# [Task brief]
What is needed is an exact copy of the data that follows.

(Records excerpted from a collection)
-=-=-=-=-

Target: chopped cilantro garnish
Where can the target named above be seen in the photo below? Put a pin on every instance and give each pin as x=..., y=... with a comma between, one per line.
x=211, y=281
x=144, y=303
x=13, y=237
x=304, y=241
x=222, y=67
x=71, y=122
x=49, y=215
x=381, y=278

-=-=-=-=-

# [Expected answer]
Target: chopped cilantro garnish
Where can the target named above be seen in the photo below? Put a pin on every instance and give each pin as x=..., y=... with a comma between, one per line.
x=211, y=281
x=144, y=303
x=13, y=237
x=304, y=241
x=222, y=67
x=71, y=122
x=49, y=215
x=381, y=278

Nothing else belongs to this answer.